_EXERCISE AIM_
Copy the listing below word for word, from the line containing "Quick question about the image above: does any train window" through the line containing "250 177 414 241", including both of those lines.

_DATASET RECORDS_

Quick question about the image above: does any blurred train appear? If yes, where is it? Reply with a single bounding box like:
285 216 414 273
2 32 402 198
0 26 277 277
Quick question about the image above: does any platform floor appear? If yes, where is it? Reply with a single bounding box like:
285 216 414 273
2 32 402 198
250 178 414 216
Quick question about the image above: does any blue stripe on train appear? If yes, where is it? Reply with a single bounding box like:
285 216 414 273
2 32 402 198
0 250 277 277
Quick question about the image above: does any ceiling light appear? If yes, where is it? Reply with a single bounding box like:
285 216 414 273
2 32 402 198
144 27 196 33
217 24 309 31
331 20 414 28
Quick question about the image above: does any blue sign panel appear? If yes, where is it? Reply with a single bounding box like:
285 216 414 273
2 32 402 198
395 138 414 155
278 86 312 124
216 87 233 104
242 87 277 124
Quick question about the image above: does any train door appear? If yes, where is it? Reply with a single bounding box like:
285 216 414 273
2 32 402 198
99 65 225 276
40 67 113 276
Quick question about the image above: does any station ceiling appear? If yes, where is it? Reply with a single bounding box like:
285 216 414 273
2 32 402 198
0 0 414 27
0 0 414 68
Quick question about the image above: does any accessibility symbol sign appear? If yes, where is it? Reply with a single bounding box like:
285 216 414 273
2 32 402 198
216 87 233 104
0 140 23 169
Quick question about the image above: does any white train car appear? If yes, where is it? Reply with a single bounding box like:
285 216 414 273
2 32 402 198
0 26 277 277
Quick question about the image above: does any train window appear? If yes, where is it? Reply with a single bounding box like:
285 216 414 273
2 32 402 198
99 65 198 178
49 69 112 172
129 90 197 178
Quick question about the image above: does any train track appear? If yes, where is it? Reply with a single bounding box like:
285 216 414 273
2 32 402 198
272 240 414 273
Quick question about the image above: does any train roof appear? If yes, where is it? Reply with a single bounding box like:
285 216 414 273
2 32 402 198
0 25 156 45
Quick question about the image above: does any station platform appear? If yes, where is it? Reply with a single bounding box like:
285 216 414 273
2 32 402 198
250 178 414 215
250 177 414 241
---
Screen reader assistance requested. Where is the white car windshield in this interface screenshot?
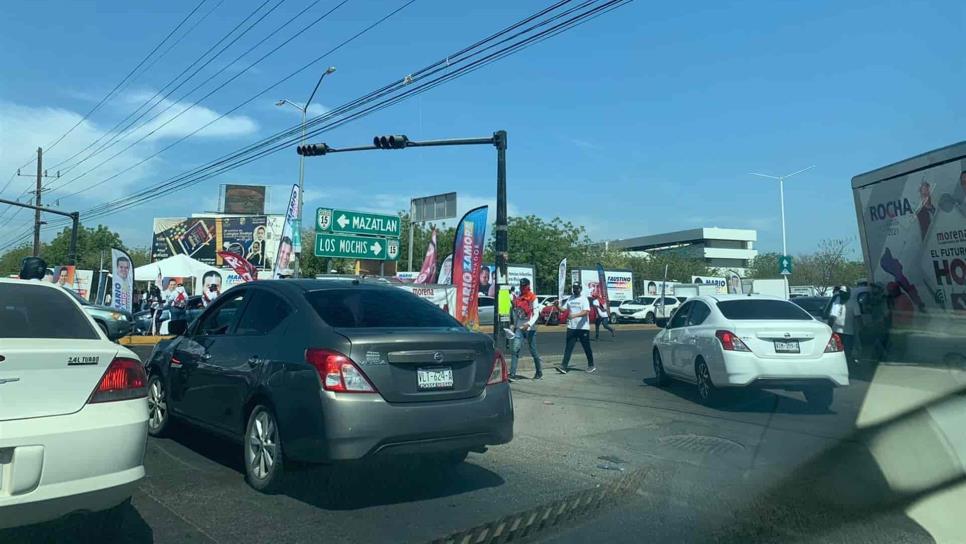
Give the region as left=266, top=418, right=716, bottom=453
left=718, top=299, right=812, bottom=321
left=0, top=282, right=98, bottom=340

_RESULT OF THE EXERCISE_
Quick question about the image above: does any train window appear? If yes, where is it? Reply with a single bounding box like:
285 216 414 273
2 32 402 198
99 65 198 178
49 69 112 172
129 90 197 178
Quick question about the image above: does any train track appear? If yes, where is it? Reply with a single bounding box like:
285 216 414 273
2 32 402 198
272 240 414 273
Quick question about the image above: does any train roof appear? If yes, where is it? Reply with a single bounding box like:
285 216 414 273
2 32 402 198
0 25 156 45
Quick question about the image above: does any station platform appear? If yes, where is it? Reply with a single bounding box like:
285 216 414 273
2 32 402 198
250 178 414 215
250 177 414 241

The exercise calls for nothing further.